▶ [Exercise brief]:
Pull out every row below that contains the word "window", copying each one in full.

▶ [Dataset records]:
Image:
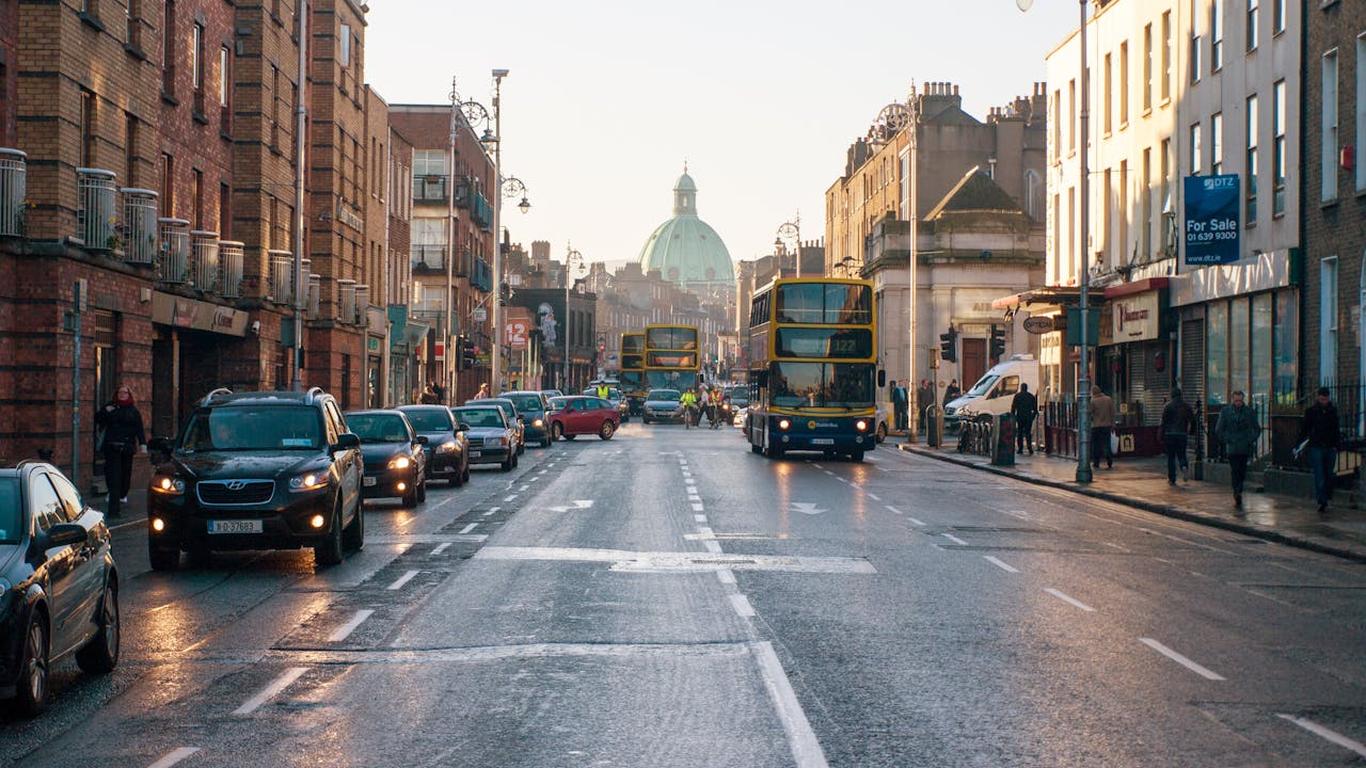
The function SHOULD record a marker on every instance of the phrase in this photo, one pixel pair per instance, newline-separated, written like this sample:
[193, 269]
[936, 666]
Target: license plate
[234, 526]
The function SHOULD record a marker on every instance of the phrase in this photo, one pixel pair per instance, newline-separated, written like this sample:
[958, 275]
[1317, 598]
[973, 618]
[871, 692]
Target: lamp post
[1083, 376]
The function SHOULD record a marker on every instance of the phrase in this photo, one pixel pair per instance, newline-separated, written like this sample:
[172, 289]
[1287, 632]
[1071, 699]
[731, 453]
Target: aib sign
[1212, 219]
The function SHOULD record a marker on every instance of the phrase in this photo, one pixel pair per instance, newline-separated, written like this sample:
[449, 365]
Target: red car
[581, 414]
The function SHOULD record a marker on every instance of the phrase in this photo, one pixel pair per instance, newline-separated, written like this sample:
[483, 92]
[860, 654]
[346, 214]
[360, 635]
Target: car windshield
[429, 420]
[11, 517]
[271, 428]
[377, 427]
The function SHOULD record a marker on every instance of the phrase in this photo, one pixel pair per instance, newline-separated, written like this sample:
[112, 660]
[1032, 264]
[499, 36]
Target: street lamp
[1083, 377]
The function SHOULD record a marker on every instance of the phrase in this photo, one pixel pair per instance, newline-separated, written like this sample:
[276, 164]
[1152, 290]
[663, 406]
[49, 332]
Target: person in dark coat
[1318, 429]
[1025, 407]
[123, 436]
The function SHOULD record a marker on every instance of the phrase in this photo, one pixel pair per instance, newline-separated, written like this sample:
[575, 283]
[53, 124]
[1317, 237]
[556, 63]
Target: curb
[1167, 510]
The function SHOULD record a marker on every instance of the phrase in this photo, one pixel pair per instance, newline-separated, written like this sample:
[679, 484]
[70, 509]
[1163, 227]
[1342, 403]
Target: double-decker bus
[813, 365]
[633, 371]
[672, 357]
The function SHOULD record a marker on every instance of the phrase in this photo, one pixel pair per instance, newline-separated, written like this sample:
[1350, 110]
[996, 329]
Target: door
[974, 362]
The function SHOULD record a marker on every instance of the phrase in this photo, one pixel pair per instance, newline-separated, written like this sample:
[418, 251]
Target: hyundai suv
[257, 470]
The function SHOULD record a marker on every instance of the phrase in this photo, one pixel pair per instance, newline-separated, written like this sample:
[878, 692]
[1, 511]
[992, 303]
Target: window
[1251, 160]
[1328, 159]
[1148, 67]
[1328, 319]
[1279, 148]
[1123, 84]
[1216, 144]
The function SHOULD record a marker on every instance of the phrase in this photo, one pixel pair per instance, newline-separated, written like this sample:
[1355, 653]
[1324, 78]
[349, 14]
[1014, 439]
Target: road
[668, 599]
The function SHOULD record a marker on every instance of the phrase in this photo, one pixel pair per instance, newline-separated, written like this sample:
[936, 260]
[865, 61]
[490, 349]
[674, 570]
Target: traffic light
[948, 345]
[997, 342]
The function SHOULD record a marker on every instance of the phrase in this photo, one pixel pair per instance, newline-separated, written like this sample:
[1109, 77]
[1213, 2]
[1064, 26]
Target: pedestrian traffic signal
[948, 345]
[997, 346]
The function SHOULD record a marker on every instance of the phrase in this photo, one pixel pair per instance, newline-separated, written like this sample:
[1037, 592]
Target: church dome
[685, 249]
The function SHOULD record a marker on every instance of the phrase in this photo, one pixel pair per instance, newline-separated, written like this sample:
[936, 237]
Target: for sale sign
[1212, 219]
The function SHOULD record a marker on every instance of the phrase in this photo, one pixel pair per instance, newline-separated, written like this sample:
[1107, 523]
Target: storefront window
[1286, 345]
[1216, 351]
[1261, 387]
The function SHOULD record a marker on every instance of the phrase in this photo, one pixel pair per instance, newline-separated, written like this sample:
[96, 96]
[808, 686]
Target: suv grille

--

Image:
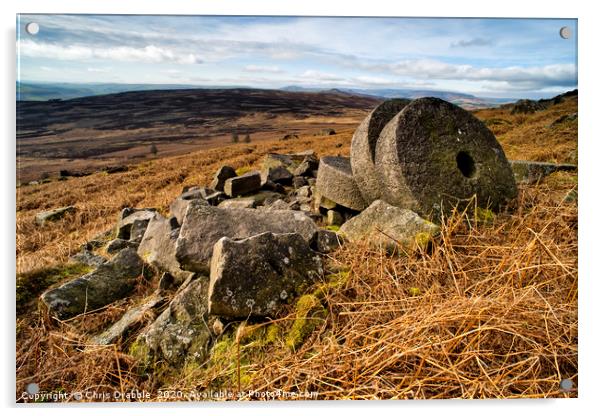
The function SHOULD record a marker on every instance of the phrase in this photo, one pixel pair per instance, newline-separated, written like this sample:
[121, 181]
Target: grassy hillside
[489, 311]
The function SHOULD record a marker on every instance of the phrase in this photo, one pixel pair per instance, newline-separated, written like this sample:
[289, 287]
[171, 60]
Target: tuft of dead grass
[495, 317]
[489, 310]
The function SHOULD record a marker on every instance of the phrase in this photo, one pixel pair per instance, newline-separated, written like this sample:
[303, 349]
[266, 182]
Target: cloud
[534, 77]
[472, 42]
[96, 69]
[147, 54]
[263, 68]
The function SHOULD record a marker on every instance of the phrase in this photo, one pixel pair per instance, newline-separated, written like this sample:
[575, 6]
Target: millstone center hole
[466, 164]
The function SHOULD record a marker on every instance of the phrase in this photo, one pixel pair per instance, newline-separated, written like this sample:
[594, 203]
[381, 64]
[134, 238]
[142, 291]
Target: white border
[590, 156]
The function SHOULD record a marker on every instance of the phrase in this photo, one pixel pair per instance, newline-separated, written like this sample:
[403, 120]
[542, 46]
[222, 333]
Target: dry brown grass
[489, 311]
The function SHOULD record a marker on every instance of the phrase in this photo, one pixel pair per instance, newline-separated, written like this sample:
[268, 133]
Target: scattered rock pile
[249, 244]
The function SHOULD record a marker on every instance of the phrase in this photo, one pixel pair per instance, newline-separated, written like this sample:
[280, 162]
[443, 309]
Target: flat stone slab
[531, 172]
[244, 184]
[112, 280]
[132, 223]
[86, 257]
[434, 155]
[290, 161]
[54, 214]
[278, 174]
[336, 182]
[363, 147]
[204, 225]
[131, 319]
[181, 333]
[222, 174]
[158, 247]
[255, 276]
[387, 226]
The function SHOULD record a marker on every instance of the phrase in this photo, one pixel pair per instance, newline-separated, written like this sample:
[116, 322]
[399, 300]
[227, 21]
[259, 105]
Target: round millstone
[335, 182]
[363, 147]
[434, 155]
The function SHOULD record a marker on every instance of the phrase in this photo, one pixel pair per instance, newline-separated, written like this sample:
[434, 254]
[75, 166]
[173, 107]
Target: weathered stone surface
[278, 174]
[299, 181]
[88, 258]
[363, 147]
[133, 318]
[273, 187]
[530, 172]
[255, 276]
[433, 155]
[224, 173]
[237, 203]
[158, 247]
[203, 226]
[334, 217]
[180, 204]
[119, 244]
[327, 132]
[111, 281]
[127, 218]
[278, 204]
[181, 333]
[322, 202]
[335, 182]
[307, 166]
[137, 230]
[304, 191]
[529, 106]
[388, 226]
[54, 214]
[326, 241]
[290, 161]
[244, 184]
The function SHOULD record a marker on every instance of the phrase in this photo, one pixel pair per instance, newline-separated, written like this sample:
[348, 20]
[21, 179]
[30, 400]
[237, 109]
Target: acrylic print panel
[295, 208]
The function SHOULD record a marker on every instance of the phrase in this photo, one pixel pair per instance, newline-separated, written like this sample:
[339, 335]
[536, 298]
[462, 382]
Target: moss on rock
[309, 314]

▶ [Expected output]:
Target: window
Target: storefront window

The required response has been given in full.